* Exercise goal:
Repeat the rows below word for word, starting with the line that contains "Task: Where can the crane's" and continuing through the last line, with both ends included.

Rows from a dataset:
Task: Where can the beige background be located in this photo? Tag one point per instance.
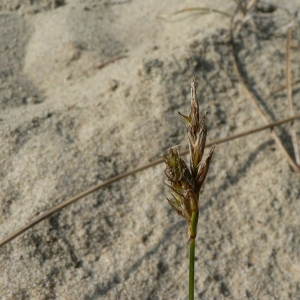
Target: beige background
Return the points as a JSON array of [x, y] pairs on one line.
[[66, 125]]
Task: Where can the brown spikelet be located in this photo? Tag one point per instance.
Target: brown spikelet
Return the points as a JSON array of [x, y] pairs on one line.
[[185, 183]]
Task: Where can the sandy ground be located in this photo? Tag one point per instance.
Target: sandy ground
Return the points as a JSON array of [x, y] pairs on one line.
[[69, 121]]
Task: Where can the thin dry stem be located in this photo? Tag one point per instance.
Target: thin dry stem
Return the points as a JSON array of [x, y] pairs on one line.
[[295, 167], [70, 201], [289, 95]]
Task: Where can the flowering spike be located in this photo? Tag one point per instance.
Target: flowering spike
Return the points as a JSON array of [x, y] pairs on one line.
[[185, 183]]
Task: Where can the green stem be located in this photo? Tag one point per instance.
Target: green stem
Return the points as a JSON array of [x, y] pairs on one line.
[[193, 233]]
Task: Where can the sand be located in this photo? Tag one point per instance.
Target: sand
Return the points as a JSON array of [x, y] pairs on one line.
[[91, 89]]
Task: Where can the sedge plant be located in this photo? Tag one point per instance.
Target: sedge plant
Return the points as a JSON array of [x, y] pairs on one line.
[[185, 182]]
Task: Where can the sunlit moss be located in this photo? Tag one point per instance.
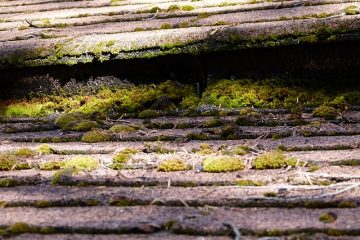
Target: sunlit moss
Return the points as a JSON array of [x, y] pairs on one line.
[[25, 152], [222, 164], [82, 163], [173, 164], [45, 149], [7, 161]]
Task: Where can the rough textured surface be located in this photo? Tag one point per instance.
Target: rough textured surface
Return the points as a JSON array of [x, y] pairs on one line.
[[49, 33]]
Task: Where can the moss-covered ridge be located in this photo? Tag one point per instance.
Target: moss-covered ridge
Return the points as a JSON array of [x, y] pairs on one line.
[[84, 49]]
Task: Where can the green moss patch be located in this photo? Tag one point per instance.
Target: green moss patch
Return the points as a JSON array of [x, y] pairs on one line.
[[82, 163], [86, 126], [96, 135], [240, 150], [45, 149], [68, 121], [222, 164], [326, 112], [272, 160], [215, 122], [173, 164], [52, 165], [123, 129], [7, 161], [25, 152], [250, 183]]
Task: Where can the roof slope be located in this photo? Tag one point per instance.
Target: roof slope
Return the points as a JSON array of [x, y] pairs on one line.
[[39, 33]]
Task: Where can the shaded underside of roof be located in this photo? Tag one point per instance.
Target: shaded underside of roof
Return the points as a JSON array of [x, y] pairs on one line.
[[43, 33]]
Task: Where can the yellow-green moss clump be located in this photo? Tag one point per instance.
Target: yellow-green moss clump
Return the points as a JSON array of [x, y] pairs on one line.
[[173, 164], [215, 122], [45, 149], [121, 158], [122, 129], [205, 149], [86, 126], [7, 161], [96, 135], [68, 121], [148, 113], [250, 183], [22, 166], [222, 164], [82, 163], [240, 150], [272, 160], [326, 112], [52, 165], [25, 152], [329, 217]]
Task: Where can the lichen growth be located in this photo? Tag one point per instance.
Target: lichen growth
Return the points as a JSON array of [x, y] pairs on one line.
[[121, 158], [82, 163], [7, 161], [51, 165], [45, 149], [222, 164], [96, 135], [122, 129], [25, 152], [68, 121], [8, 182], [240, 150], [250, 183], [272, 160], [149, 113], [215, 122], [86, 126], [173, 164]]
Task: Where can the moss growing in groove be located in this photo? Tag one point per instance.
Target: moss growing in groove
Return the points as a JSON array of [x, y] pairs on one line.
[[250, 183], [121, 158], [272, 160], [215, 122], [7, 161], [45, 149], [173, 164], [68, 121], [240, 150], [8, 182], [326, 112], [270, 194], [123, 129], [197, 136], [25, 152], [96, 135], [222, 164], [148, 113], [22, 166], [52, 165], [205, 149], [86, 126]]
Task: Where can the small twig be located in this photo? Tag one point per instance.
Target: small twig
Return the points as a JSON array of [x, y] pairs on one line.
[[234, 229]]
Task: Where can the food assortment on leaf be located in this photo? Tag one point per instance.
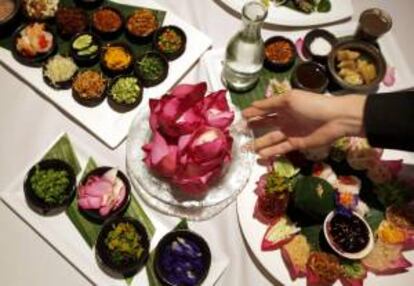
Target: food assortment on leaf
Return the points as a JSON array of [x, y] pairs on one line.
[[191, 145], [338, 217]]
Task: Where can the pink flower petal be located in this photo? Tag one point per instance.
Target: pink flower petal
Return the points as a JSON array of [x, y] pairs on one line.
[[389, 78]]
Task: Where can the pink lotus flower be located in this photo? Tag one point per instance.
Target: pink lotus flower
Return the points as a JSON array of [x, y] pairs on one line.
[[104, 193], [191, 143], [176, 113], [161, 157], [202, 157], [216, 110]]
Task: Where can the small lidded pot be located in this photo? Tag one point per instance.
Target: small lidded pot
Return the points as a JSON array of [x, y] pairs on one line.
[[318, 44], [310, 76]]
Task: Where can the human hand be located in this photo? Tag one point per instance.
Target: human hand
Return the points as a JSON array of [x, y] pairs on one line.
[[304, 120]]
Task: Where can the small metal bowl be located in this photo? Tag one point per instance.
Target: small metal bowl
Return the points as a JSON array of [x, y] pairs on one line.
[[368, 51]]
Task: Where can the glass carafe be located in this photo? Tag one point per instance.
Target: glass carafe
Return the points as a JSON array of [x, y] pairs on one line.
[[245, 51]]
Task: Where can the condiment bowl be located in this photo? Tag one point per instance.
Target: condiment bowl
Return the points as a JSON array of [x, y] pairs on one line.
[[310, 76], [353, 256], [280, 66], [173, 55], [311, 37], [39, 205], [103, 253], [167, 240], [35, 61], [368, 51], [123, 107], [148, 82], [94, 215]]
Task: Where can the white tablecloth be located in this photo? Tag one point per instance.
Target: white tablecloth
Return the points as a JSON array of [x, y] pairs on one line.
[[29, 123]]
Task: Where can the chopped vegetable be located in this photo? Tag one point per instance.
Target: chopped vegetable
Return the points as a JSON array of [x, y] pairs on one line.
[[124, 243], [50, 185], [126, 90], [60, 69], [278, 234], [295, 254]]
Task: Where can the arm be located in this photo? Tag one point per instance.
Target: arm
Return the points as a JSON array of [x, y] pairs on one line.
[[389, 120]]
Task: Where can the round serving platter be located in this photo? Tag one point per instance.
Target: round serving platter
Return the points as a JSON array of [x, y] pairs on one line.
[[272, 262], [283, 16]]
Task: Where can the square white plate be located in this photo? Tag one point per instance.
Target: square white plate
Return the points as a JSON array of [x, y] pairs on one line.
[[106, 124], [61, 234]]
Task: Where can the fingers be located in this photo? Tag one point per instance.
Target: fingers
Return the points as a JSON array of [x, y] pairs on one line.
[[268, 140]]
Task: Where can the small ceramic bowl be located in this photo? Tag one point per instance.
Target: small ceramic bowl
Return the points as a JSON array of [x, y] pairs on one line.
[[103, 254], [310, 76], [166, 242], [39, 205], [315, 35], [94, 215], [35, 61], [85, 60], [111, 72], [368, 51], [110, 33], [279, 66], [62, 85], [89, 102], [121, 106], [143, 77], [335, 247], [170, 55], [134, 36]]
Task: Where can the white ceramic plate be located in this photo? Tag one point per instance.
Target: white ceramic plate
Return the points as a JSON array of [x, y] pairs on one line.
[[107, 125], [59, 231], [283, 16]]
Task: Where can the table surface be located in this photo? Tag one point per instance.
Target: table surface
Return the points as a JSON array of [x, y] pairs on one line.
[[28, 123]]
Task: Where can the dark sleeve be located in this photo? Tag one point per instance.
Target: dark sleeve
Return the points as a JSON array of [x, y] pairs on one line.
[[389, 120]]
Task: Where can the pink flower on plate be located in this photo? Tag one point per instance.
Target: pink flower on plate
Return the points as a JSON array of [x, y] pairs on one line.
[[177, 113], [161, 157], [216, 110], [202, 157]]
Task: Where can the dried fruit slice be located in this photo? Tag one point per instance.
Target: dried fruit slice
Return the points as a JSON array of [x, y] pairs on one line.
[[281, 232], [295, 254], [386, 259]]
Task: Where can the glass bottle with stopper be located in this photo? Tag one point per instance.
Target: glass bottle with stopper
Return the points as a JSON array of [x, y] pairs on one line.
[[245, 51]]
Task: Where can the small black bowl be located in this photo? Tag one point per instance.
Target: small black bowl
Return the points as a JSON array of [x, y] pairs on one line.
[[310, 76], [89, 4], [113, 33], [170, 55], [35, 61], [312, 36], [67, 84], [148, 82], [89, 102], [115, 72], [368, 51], [39, 205], [167, 240], [123, 107], [103, 255], [140, 39], [275, 65], [93, 215], [8, 22], [86, 60]]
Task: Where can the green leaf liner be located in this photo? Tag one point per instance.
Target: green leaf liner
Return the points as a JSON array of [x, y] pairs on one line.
[[64, 46], [63, 150], [152, 278]]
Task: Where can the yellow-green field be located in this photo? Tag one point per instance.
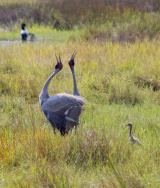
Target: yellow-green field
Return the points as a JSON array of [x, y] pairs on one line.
[[99, 154]]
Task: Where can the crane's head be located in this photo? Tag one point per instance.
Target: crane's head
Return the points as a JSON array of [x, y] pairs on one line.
[[23, 25], [71, 61], [59, 64]]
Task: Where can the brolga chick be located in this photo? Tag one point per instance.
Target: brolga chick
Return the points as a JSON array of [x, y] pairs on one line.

* Final result:
Task: Where can the crane's head be located in this photo? Tag one point per instance.
Target: crane's head
Return the points as a JSON array of [x, y] pairs on one line.
[[23, 25], [71, 61], [59, 64]]
Task: Where can the brolga chick be located in this photo? Tag one point per instance.
Target: brolga chick
Return the points as a JSON array of [x, y] pairs on one line.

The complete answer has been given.